# Work instructions
Return the lines below verbatim, leaving out the pictures.

----

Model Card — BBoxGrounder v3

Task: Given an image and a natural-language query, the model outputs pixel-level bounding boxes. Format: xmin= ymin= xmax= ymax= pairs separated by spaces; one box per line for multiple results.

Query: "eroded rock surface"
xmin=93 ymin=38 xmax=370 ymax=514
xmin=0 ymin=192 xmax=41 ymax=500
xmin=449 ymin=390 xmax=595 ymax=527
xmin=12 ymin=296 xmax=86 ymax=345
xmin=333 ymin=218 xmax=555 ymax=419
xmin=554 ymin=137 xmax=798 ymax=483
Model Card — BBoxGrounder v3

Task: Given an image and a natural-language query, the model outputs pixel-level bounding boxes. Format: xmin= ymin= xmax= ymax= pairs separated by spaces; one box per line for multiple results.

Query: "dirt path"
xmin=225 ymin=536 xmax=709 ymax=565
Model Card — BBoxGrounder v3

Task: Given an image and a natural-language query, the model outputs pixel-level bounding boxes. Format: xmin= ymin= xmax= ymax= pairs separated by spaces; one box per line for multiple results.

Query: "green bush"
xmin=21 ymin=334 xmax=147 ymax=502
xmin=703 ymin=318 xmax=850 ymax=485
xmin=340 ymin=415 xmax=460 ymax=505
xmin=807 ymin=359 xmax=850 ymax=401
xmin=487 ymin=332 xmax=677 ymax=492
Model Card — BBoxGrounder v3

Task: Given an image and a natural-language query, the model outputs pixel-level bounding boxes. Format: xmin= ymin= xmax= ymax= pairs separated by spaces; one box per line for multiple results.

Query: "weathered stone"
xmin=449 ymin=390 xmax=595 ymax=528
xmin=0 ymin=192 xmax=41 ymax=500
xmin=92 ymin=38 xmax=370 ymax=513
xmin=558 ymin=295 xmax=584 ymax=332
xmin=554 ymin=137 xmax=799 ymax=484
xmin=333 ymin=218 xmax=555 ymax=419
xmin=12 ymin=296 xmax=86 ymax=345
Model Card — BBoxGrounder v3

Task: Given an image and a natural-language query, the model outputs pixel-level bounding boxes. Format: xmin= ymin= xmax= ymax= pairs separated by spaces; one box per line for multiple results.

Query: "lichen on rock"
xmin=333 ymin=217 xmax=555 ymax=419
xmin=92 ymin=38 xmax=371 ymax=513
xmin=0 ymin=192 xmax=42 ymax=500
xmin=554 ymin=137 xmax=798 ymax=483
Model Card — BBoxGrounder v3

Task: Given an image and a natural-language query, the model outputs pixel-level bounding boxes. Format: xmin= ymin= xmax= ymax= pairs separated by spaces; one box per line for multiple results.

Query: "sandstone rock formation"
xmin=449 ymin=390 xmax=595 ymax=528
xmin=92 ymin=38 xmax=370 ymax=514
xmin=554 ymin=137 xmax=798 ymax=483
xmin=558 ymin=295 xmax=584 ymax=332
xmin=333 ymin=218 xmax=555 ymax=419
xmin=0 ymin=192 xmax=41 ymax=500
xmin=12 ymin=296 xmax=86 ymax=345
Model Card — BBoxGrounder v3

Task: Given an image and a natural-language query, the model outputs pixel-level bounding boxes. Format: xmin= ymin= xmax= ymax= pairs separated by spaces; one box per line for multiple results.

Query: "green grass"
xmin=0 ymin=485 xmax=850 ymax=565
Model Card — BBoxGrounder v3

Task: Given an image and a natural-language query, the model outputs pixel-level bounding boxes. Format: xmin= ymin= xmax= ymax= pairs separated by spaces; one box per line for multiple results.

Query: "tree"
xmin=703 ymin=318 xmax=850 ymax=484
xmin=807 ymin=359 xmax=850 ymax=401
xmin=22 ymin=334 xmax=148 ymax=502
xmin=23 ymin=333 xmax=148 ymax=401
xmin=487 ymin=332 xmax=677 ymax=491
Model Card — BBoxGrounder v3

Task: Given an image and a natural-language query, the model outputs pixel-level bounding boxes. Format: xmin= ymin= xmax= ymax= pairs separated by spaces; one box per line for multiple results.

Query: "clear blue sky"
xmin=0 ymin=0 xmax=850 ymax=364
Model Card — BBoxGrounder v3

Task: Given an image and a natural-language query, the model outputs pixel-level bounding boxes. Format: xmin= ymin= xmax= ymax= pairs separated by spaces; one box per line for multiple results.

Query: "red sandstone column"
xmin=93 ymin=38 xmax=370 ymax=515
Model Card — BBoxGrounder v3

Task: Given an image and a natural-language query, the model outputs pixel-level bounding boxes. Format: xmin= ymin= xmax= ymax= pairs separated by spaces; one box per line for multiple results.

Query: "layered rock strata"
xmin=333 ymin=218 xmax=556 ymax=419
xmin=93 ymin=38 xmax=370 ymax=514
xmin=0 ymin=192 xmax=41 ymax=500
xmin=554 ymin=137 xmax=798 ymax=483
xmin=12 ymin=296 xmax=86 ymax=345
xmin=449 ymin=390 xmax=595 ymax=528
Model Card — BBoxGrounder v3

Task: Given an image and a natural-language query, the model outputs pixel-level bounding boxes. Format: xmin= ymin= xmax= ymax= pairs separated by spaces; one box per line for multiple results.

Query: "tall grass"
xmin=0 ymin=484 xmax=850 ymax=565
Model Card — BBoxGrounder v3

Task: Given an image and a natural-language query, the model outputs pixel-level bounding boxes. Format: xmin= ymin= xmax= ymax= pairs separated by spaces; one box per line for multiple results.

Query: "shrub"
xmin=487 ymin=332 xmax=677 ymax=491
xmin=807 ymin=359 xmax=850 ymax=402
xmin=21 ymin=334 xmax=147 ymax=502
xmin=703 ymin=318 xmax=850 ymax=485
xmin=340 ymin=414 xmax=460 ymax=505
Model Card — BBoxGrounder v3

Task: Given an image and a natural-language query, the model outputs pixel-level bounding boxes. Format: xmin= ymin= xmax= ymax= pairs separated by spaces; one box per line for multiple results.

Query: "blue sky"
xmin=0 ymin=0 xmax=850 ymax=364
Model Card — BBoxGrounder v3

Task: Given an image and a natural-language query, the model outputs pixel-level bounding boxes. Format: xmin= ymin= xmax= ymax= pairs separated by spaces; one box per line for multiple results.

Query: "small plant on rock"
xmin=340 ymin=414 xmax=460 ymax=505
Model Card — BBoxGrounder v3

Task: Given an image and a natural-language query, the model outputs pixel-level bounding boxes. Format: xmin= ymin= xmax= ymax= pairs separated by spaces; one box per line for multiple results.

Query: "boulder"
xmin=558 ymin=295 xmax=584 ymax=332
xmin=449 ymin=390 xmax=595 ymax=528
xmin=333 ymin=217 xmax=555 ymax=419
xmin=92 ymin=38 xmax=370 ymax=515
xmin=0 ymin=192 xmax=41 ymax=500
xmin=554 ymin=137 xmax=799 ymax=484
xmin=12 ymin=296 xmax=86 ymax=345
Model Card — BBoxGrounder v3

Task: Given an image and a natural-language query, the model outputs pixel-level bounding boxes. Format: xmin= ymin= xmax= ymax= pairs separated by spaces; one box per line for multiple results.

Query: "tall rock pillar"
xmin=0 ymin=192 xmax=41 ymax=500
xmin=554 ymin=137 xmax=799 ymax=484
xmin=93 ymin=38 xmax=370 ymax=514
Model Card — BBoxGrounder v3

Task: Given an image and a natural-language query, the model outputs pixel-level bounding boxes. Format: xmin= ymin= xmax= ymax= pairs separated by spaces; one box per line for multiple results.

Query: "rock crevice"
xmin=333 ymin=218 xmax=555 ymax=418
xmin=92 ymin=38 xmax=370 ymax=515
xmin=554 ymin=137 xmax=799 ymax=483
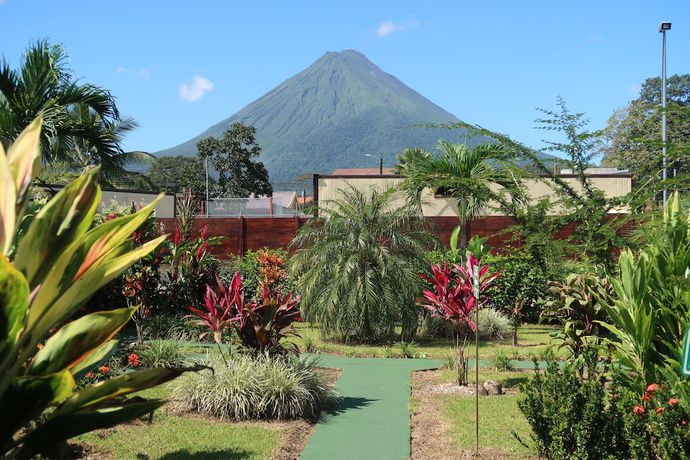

----

# Right answer
Model Card — BBoxGrounder v3

Task: Given an image and a natural-language query, the model outputs pixel-level bounding boxes. Format: xmin= ymin= xmax= ymax= pairs separated by spaces; one box per line for multiple results.

Query: "eroded rock surface"
xmin=93 ymin=38 xmax=370 ymax=514
xmin=0 ymin=192 xmax=41 ymax=500
xmin=449 ymin=390 xmax=595 ymax=527
xmin=12 ymin=296 xmax=86 ymax=345
xmin=333 ymin=218 xmax=555 ymax=419
xmin=554 ymin=137 xmax=798 ymax=483
Model Card — BBoxGrounder v3

Task: Given an image and a natural-language query, the model outputs pixel-level bounding boxes. Format: xmin= ymin= xmax= ymax= pairs separated by spaces; one box per line for multiple results.

Query: "dirt path"
xmin=225 ymin=536 xmax=709 ymax=565
Model Card — BBoxGrounder v3

Task: Given an image and a natural-language query, the model outputs pixel-level bounding boxes. Format: xmin= ymin= xmax= ymax= pairs separated by spaces; one box per line for multiple results.

Query: "green bush"
xmin=21 ymin=334 xmax=147 ymax=502
xmin=703 ymin=318 xmax=850 ymax=485
xmin=340 ymin=415 xmax=460 ymax=505
xmin=807 ymin=359 xmax=850 ymax=401
xmin=487 ymin=332 xmax=677 ymax=492
Model Card — BBoxGrounder v3

Task: Given an image and a natural-language query, the model outputs pixel-level bounding boxes. Format: xmin= ymin= xmax= ymax= pairs separated by spaces; one box per line for multiple results.

Query: "weathered stone"
xmin=449 ymin=390 xmax=595 ymax=528
xmin=0 ymin=192 xmax=41 ymax=500
xmin=92 ymin=38 xmax=370 ymax=513
xmin=558 ymin=295 xmax=584 ymax=332
xmin=554 ymin=137 xmax=799 ymax=484
xmin=333 ymin=218 xmax=555 ymax=419
xmin=12 ymin=296 xmax=86 ymax=345
Model Card — BBoxGrounder v3

Task: Given an image and a natural-language query, the model outputs pixel-level bounding boxes. Format: xmin= ymin= xmax= ymax= pairs separated by spaces; one box per line for multiple results.

Query: "lichen on rock"
xmin=333 ymin=217 xmax=555 ymax=419
xmin=92 ymin=38 xmax=371 ymax=513
xmin=0 ymin=192 xmax=42 ymax=500
xmin=554 ymin=137 xmax=798 ymax=483
Model Card — BBoxGrounder v3

Task: Given an image and a natural-language query, the model outputs pixel-level bounding boxes. Format: xmin= ymin= xmax= ymax= pairs separated by spaces; one box per line for multiple results.

Query: "sandstone rock formation"
xmin=449 ymin=390 xmax=595 ymax=528
xmin=92 ymin=38 xmax=370 ymax=514
xmin=554 ymin=137 xmax=798 ymax=483
xmin=558 ymin=295 xmax=584 ymax=332
xmin=333 ymin=218 xmax=555 ymax=419
xmin=0 ymin=192 xmax=41 ymax=500
xmin=12 ymin=296 xmax=86 ymax=345
Model Card — BBoxGrounder v3

Task: Given an image and a natural-language query, the model outputs pixel-level bounding boxes. Format: xmin= ymin= xmax= ymax= pairs separated by spaces; one box per line for multiple results.

Query: "green grass"
xmin=0 ymin=485 xmax=850 ymax=565
Model Card — BBoxGrounder v3

Task: Given an image and a natural-language query, the model outputs pixel-level bounding boxes. Format: xmin= ymin= xmax= ymax= pairs separated by spaces; one box per line for multiple results.

Query: "tree"
xmin=703 ymin=318 xmax=850 ymax=484
xmin=807 ymin=359 xmax=850 ymax=401
xmin=22 ymin=334 xmax=148 ymax=502
xmin=23 ymin=333 xmax=148 ymax=401
xmin=487 ymin=332 xmax=677 ymax=491
Model Card — BBoxGrounder v3

Task: Given an image and a natural-language query, the model outputs pixel-level bounding boxes. Format: xmin= ymin= xmax= ymax= pairs separated by spaces; one box per line for multiple results.

Query: "clear blue sky"
xmin=0 ymin=0 xmax=850 ymax=364
Model Card — BBoxGrounder v3

Task: Given an image and a natural-language query, the model outputs pixel-level bounding boxes. Format: xmin= ymin= xmax= ymax= pairs separated by spaces; one box per line for multiple results.

Query: "red sandstone column"
xmin=93 ymin=38 xmax=370 ymax=515
Model Card — BBoxGrounder v3

Task: Given an image and a natural-language query, the model outputs pixel-level bounding boxes. Format: xmin= ymin= xmax= ymax= pairs separated by spaces; one box per line for multiple results.

Query: "layered rock strata"
xmin=333 ymin=218 xmax=556 ymax=419
xmin=93 ymin=38 xmax=370 ymax=514
xmin=0 ymin=192 xmax=41 ymax=500
xmin=554 ymin=137 xmax=798 ymax=483
xmin=12 ymin=296 xmax=86 ymax=345
xmin=449 ymin=390 xmax=595 ymax=528
Model Card — BBoxGrounder v3

Task: Given an image and a natural-language query, the model outputs pixel-level bounding boxes. Format: xmin= ymin= xmax= ymax= pairs separated by spaces; one box per line for multiple results.

Query: "tall grass"
xmin=0 ymin=484 xmax=850 ymax=565
Model Card — BBoxGrounder v3

Task: Given an image and a natural-language query, the model outputs pixel-level bounding boxes. Format: xmin= ymin= xmax= ymax= pairs separated by spaces; one box per line for multiple results.

Query: "shrub"
xmin=487 ymin=332 xmax=677 ymax=491
xmin=807 ymin=359 xmax=850 ymax=402
xmin=21 ymin=334 xmax=147 ymax=502
xmin=703 ymin=318 xmax=850 ymax=485
xmin=340 ymin=414 xmax=460 ymax=505
Model Card — BBoxGrounder v3

Task: Given an image and a natural-language query, the model outputs pixel-level bounding boxes. Format: xmin= ymin= xmax= ymax= pairs separated by spaces; one box per line for multiple results.

Query: "blue sky"
xmin=0 ymin=0 xmax=850 ymax=364
Model Card — BBoxGrounder v3

Task: Given an image and a natural-language query, the model outputs pixel-level bounding boxes. Format: xmin= ymin= xmax= ymax= pairs separated by spaces; one box per line for multiple results.

Query: "small plant on rock"
xmin=340 ymin=414 xmax=460 ymax=505
Model Card — BBoxGrounder v3

Task: Given an image and a natural-language query, the model outputs pixel-level bounding boxes. Format: xmin= ymin= xmax= ymax= pairs separated by spaces; one box per line for multiple results.

Query: "boulder"
xmin=558 ymin=295 xmax=584 ymax=332
xmin=449 ymin=390 xmax=595 ymax=528
xmin=333 ymin=217 xmax=555 ymax=419
xmin=92 ymin=38 xmax=370 ymax=515
xmin=0 ymin=192 xmax=41 ymax=500
xmin=554 ymin=137 xmax=799 ymax=484
xmin=12 ymin=296 xmax=86 ymax=345
Model Card — BBoxGrounder v3

Task: Given an image and a natural-language query, the model outputs pixel-level bounding boxes. Format: xmin= ymin= xmax= ymax= pairs separated by spaces; one box per line for multiple results.

Query: "tall rock pillar"
xmin=0 ymin=192 xmax=41 ymax=500
xmin=554 ymin=137 xmax=799 ymax=484
xmin=93 ymin=38 xmax=370 ymax=514
Model Card — BBoxGrounder v3

Task: Given an image and a natural-language query, the model outputs pixel-level bounding boxes. Format: xmin= ymin= xmax= ymax= pairs separated by spaces; one box per line for multiple results.

Query: "rock crevice"
xmin=333 ymin=218 xmax=555 ymax=418
xmin=92 ymin=38 xmax=370 ymax=515
xmin=554 ymin=137 xmax=799 ymax=483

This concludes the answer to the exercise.